_Assignment_. Among the records below, find each line that includes the string "wall" and copy it.
- Opening Delimiter -
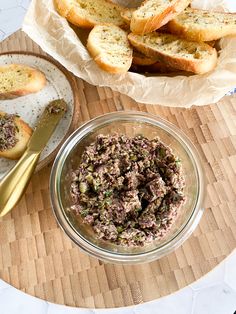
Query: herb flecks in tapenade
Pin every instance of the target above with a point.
(8, 131)
(128, 189)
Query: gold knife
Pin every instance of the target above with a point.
(14, 184)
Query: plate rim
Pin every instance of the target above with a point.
(76, 104)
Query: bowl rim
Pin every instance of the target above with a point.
(59, 212)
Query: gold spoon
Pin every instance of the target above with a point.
(14, 184)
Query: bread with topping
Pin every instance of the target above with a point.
(201, 25)
(152, 14)
(88, 13)
(19, 80)
(109, 46)
(14, 136)
(175, 52)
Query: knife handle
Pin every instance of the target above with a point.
(14, 184)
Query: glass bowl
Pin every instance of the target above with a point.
(130, 123)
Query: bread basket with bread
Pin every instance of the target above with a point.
(155, 51)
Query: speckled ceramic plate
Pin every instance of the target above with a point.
(60, 84)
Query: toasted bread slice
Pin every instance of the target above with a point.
(88, 13)
(14, 136)
(109, 46)
(153, 14)
(127, 15)
(201, 25)
(155, 68)
(18, 80)
(176, 52)
(140, 59)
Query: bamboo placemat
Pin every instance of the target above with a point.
(36, 256)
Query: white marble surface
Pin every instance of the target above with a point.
(213, 294)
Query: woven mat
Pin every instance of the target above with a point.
(36, 256)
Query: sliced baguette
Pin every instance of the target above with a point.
(140, 59)
(22, 134)
(178, 53)
(201, 25)
(153, 14)
(18, 80)
(88, 13)
(127, 15)
(109, 46)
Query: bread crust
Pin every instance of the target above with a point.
(23, 136)
(150, 24)
(35, 84)
(67, 9)
(196, 33)
(198, 66)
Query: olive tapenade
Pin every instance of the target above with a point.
(8, 131)
(129, 189)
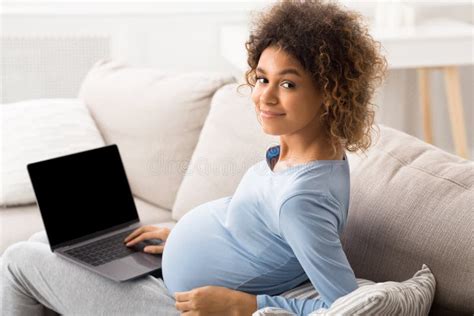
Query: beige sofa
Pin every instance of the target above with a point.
(188, 138)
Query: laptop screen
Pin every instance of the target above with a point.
(82, 193)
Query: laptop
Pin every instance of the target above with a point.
(88, 209)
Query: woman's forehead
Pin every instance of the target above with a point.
(273, 59)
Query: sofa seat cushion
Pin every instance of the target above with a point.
(154, 117)
(21, 222)
(40, 129)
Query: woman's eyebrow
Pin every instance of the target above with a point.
(283, 72)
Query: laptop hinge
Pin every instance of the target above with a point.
(70, 243)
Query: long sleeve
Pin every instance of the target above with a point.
(309, 223)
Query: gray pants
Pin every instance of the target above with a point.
(34, 280)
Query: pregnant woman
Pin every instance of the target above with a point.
(313, 71)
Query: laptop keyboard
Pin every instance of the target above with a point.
(104, 250)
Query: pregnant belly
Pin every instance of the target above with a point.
(200, 252)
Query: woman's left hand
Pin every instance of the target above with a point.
(214, 300)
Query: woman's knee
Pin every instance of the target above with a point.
(39, 237)
(23, 253)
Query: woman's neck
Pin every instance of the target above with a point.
(294, 150)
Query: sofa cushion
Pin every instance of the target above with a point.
(412, 203)
(230, 142)
(411, 297)
(154, 117)
(13, 219)
(40, 129)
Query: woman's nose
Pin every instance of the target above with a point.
(268, 96)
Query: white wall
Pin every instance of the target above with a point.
(184, 36)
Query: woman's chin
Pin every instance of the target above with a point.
(271, 130)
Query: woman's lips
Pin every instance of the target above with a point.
(270, 115)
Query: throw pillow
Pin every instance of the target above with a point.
(155, 117)
(40, 129)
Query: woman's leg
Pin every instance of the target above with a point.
(32, 276)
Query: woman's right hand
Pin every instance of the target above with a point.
(148, 232)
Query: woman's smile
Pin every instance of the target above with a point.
(270, 115)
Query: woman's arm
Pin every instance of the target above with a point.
(310, 225)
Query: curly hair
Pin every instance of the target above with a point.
(335, 47)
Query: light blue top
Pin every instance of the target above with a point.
(277, 230)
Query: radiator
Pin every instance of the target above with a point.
(36, 66)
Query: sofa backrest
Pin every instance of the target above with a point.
(154, 117)
(231, 141)
(413, 204)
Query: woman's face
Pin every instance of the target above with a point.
(285, 88)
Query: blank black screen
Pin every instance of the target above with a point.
(82, 193)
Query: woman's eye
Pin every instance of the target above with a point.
(290, 85)
(257, 79)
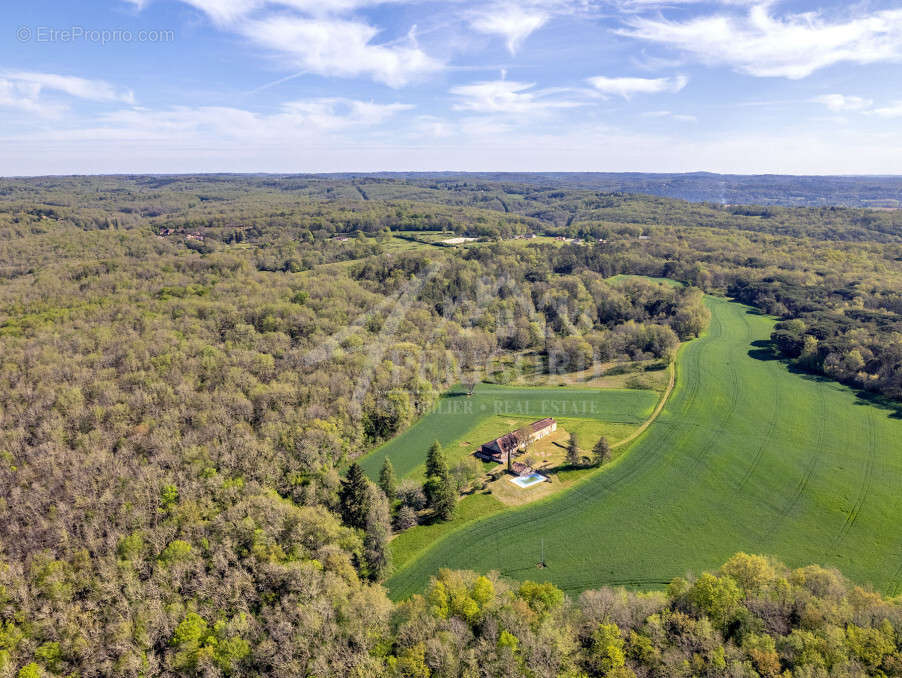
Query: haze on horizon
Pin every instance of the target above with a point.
(172, 86)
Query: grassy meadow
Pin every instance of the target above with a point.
(461, 423)
(746, 456)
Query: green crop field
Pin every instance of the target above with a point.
(745, 456)
(457, 414)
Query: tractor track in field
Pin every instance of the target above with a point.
(811, 466)
(765, 441)
(578, 497)
(634, 582)
(734, 393)
(896, 580)
(865, 489)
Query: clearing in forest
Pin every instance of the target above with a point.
(745, 456)
(461, 423)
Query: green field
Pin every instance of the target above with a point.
(745, 456)
(457, 415)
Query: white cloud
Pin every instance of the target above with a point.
(840, 102)
(305, 119)
(226, 12)
(679, 117)
(81, 88)
(317, 36)
(794, 46)
(627, 87)
(894, 110)
(507, 97)
(339, 47)
(27, 91)
(513, 22)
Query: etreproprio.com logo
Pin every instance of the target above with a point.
(99, 36)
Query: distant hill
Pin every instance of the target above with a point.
(732, 189)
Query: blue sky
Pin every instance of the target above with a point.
(742, 86)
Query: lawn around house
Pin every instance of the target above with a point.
(746, 455)
(462, 423)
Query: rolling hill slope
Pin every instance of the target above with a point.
(745, 456)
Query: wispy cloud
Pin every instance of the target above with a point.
(509, 97)
(628, 87)
(839, 103)
(679, 117)
(793, 46)
(894, 110)
(322, 37)
(513, 22)
(28, 92)
(81, 88)
(302, 120)
(340, 47)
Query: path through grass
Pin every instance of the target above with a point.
(456, 414)
(745, 456)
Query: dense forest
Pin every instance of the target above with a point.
(189, 366)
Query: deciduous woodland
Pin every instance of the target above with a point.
(191, 366)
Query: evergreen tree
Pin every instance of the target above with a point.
(353, 497)
(573, 455)
(435, 461)
(405, 519)
(441, 496)
(601, 453)
(376, 553)
(387, 480)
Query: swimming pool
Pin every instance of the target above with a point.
(528, 481)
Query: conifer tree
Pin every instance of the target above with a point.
(353, 497)
(387, 480)
(601, 453)
(376, 553)
(573, 455)
(435, 461)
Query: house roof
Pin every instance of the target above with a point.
(511, 441)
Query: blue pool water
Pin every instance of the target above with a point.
(528, 481)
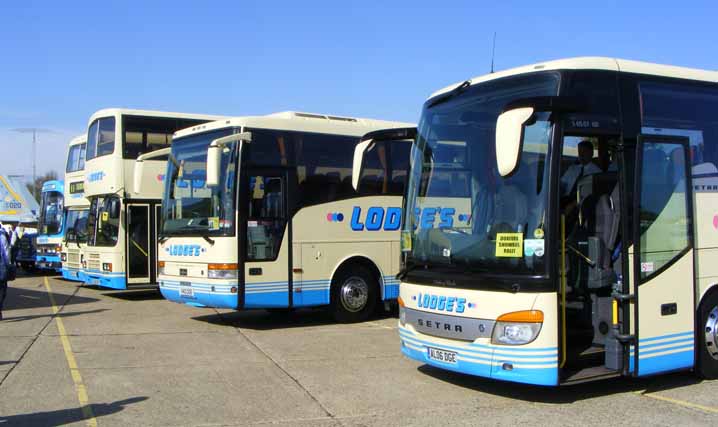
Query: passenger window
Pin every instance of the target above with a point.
(664, 216)
(266, 217)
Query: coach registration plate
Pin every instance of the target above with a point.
(186, 291)
(442, 355)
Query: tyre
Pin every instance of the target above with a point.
(354, 294)
(707, 357)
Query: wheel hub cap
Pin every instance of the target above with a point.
(354, 294)
(711, 331)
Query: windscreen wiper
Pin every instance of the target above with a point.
(409, 267)
(447, 96)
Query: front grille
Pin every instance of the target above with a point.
(73, 258)
(93, 261)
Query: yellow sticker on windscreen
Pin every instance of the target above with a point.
(405, 241)
(509, 245)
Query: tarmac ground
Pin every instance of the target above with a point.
(74, 355)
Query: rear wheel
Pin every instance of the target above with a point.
(354, 294)
(707, 356)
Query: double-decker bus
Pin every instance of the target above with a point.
(591, 188)
(121, 225)
(77, 209)
(50, 231)
(260, 212)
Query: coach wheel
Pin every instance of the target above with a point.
(708, 338)
(354, 294)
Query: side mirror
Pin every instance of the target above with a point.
(214, 154)
(509, 138)
(214, 162)
(359, 151)
(114, 208)
(139, 171)
(137, 178)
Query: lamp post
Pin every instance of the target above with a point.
(34, 132)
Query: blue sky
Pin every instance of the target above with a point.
(61, 61)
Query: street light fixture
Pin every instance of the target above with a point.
(34, 132)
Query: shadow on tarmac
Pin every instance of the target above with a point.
(264, 320)
(67, 416)
(565, 394)
(24, 298)
(132, 295)
(61, 315)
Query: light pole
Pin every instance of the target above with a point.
(34, 132)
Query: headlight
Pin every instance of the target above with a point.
(222, 271)
(517, 328)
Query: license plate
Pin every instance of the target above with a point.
(442, 355)
(186, 292)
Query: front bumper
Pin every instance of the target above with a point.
(519, 364)
(49, 262)
(105, 280)
(203, 294)
(74, 274)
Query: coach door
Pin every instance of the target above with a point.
(663, 265)
(267, 258)
(138, 243)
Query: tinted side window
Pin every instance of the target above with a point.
(92, 140)
(81, 160)
(145, 134)
(385, 168)
(106, 136)
(324, 167)
(684, 110)
(323, 162)
(76, 158)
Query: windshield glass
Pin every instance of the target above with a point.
(51, 213)
(76, 158)
(77, 226)
(460, 211)
(190, 206)
(103, 221)
(100, 138)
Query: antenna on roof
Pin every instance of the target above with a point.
(493, 52)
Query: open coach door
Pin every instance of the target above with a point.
(662, 258)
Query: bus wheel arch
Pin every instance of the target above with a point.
(355, 290)
(707, 335)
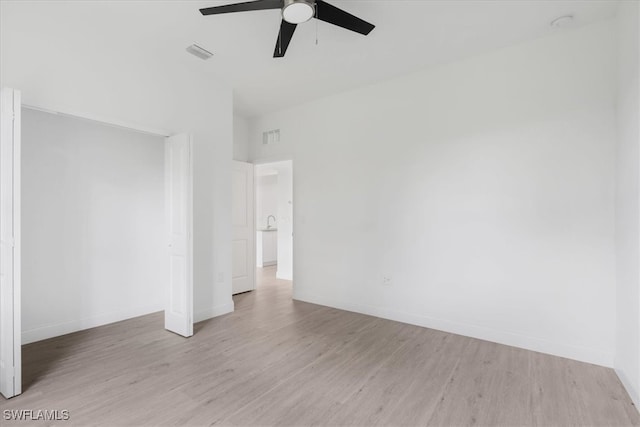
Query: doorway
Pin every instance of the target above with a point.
(274, 219)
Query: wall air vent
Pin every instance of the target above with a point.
(271, 137)
(200, 52)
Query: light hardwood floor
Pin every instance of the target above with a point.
(275, 361)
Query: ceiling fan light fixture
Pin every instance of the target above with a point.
(298, 11)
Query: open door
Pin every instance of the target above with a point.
(244, 248)
(178, 315)
(10, 308)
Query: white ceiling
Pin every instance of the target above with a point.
(410, 35)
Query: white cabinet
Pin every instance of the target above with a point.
(267, 247)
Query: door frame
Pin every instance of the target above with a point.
(279, 159)
(10, 293)
(180, 323)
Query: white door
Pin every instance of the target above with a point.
(244, 249)
(178, 315)
(10, 309)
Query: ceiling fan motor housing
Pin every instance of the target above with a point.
(298, 11)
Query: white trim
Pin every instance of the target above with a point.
(583, 354)
(212, 312)
(109, 121)
(54, 330)
(633, 393)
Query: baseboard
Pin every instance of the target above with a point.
(55, 330)
(582, 354)
(629, 386)
(215, 311)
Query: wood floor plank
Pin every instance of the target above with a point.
(275, 361)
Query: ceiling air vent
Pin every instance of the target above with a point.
(200, 52)
(271, 137)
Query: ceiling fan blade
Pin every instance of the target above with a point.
(243, 7)
(331, 14)
(284, 38)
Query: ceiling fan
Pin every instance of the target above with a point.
(296, 12)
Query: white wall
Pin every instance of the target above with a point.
(240, 138)
(122, 83)
(627, 361)
(94, 247)
(483, 188)
(266, 199)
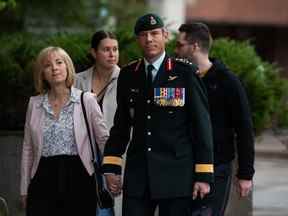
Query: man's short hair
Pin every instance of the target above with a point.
(198, 32)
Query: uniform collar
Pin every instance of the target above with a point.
(157, 63)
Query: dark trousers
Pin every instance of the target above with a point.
(133, 206)
(61, 186)
(218, 198)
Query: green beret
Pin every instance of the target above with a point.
(148, 22)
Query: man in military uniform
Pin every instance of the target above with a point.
(170, 157)
(230, 116)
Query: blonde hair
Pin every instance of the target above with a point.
(41, 85)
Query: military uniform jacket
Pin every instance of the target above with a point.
(171, 144)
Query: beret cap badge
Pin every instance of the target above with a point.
(152, 20)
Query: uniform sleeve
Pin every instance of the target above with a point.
(201, 130)
(243, 126)
(120, 132)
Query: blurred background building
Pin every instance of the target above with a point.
(263, 22)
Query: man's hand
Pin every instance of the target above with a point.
(114, 183)
(201, 188)
(243, 187)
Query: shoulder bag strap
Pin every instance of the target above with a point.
(94, 159)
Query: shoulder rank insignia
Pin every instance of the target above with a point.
(136, 62)
(169, 65)
(184, 60)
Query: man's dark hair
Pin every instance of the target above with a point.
(99, 36)
(198, 32)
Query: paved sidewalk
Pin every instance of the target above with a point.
(270, 145)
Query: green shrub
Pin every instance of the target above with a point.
(266, 90)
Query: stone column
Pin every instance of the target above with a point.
(173, 12)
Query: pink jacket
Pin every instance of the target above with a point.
(33, 137)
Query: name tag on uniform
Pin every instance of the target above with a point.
(169, 97)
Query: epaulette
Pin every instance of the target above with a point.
(186, 61)
(136, 62)
(183, 60)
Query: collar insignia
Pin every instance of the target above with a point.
(171, 78)
(152, 20)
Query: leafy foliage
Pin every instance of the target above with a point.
(266, 90)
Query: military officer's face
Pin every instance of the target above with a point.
(184, 49)
(152, 42)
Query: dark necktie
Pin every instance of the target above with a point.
(149, 76)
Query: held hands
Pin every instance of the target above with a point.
(243, 187)
(114, 183)
(200, 188)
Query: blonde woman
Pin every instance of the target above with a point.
(56, 163)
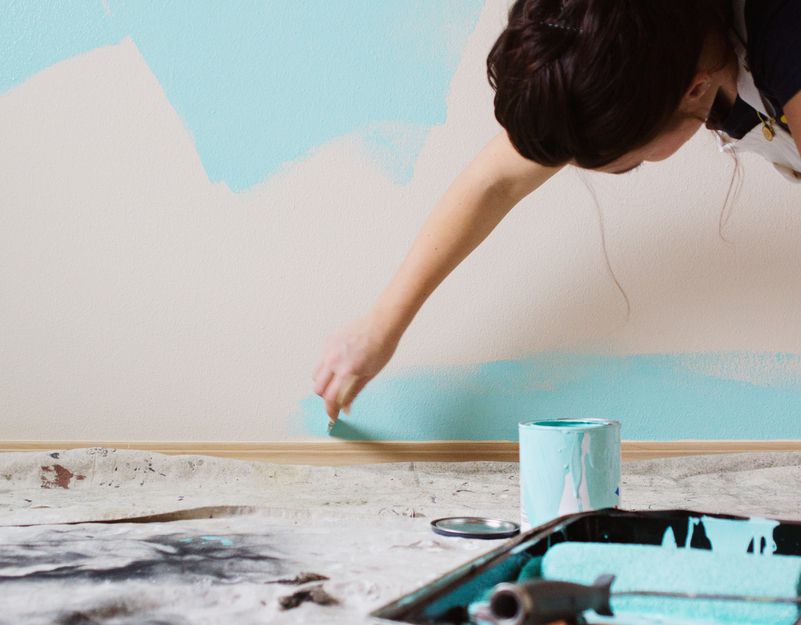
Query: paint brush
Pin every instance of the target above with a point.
(344, 391)
(545, 601)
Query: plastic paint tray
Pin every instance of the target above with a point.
(445, 600)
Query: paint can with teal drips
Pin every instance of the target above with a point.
(567, 466)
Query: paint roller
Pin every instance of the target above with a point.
(618, 580)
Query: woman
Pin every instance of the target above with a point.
(603, 85)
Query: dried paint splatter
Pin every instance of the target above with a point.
(56, 476)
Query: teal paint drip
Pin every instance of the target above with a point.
(567, 466)
(737, 395)
(258, 83)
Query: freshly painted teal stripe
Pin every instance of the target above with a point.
(259, 83)
(655, 396)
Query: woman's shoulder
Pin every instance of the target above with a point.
(774, 47)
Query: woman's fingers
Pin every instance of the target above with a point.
(348, 398)
(349, 381)
(322, 379)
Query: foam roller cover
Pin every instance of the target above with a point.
(639, 567)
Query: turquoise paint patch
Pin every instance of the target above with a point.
(654, 396)
(261, 83)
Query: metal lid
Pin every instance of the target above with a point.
(474, 527)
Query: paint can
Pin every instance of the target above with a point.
(567, 466)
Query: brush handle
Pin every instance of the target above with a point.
(541, 602)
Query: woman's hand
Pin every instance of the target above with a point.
(352, 358)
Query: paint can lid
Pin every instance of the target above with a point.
(475, 527)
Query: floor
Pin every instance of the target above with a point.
(121, 537)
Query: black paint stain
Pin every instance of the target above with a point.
(230, 559)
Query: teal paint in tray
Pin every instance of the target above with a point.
(567, 466)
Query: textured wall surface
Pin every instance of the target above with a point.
(193, 196)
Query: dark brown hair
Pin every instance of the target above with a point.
(590, 80)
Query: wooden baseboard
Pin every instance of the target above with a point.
(362, 452)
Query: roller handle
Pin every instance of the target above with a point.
(542, 601)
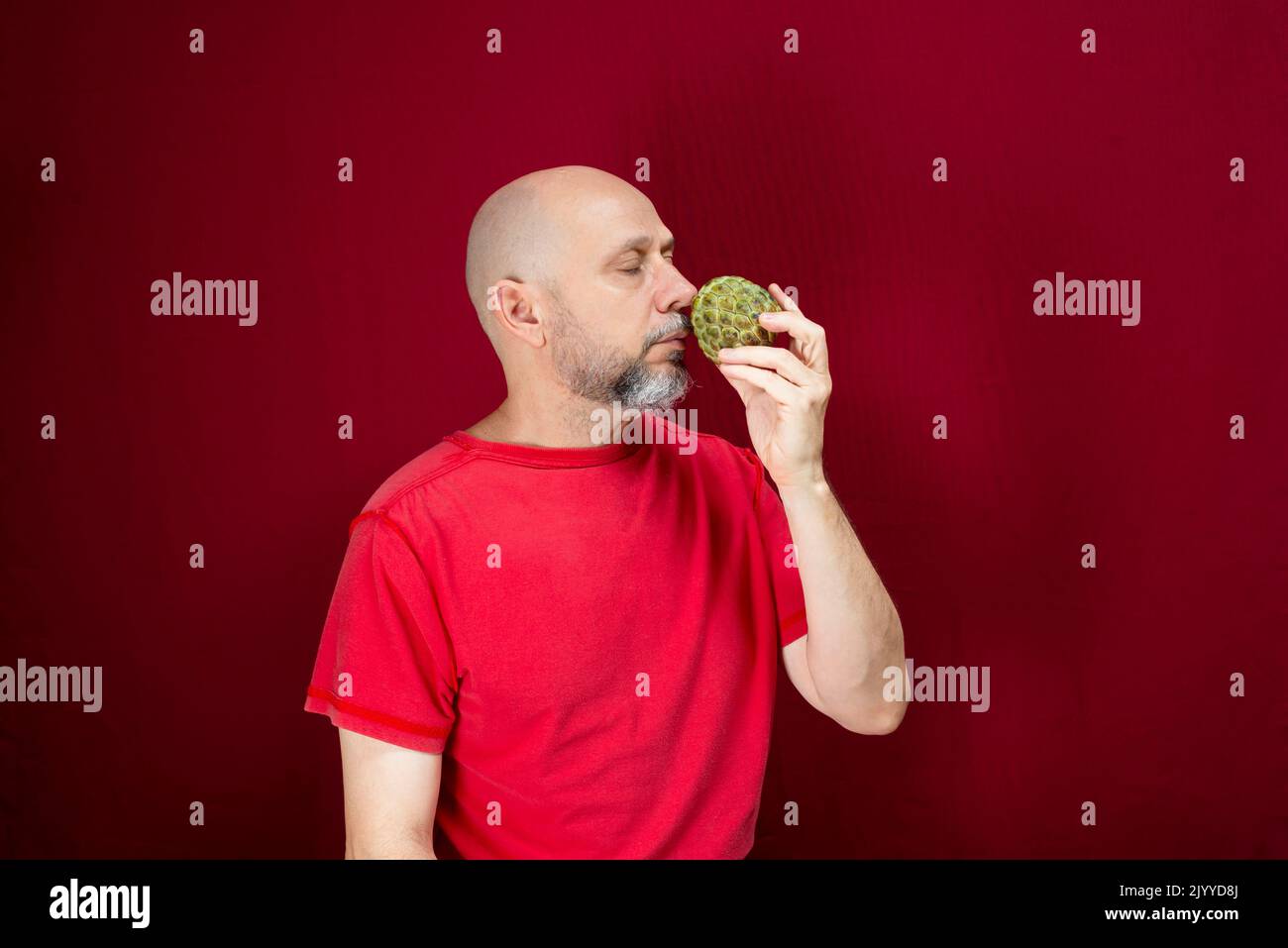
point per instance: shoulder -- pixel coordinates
(719, 455)
(415, 478)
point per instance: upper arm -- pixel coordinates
(390, 794)
(798, 673)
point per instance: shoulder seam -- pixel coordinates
(450, 466)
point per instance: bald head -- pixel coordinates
(523, 231)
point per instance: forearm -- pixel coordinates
(394, 846)
(854, 629)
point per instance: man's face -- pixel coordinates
(621, 295)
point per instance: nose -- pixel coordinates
(679, 294)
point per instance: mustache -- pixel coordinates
(678, 322)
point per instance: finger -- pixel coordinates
(786, 364)
(773, 384)
(806, 334)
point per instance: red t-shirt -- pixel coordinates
(588, 635)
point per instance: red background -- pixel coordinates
(811, 170)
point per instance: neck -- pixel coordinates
(568, 421)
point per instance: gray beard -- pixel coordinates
(603, 376)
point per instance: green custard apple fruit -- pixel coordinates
(724, 314)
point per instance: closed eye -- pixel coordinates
(636, 269)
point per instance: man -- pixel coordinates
(549, 644)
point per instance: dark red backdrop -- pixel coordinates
(811, 170)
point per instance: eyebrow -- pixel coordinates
(642, 241)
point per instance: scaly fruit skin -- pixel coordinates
(724, 314)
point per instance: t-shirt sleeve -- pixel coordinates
(385, 666)
(780, 554)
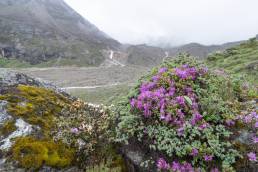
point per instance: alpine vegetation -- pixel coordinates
(189, 118)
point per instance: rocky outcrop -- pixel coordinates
(45, 129)
(38, 31)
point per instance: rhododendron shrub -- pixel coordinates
(188, 115)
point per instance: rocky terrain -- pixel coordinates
(199, 50)
(39, 31)
(44, 129)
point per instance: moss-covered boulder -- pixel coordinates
(185, 117)
(45, 129)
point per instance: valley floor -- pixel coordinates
(92, 84)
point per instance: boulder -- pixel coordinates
(44, 129)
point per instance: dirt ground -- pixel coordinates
(93, 84)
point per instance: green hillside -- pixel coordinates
(241, 59)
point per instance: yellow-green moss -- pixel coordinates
(32, 153)
(37, 106)
(8, 127)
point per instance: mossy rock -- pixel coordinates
(32, 153)
(46, 128)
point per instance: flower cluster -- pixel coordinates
(186, 113)
(170, 102)
(175, 166)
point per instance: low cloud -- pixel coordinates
(172, 22)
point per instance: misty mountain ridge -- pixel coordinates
(50, 33)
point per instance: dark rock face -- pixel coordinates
(41, 30)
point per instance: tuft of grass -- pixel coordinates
(32, 153)
(238, 60)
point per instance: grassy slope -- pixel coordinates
(241, 59)
(101, 95)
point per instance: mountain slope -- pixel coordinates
(38, 31)
(241, 59)
(199, 50)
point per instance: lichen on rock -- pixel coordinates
(44, 128)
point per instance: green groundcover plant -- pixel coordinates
(190, 116)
- Closing Delimiter -
_Answer for this exercise_.
Query: white wall
Query: wall air vent
Query: white wall
Query: textured wall surface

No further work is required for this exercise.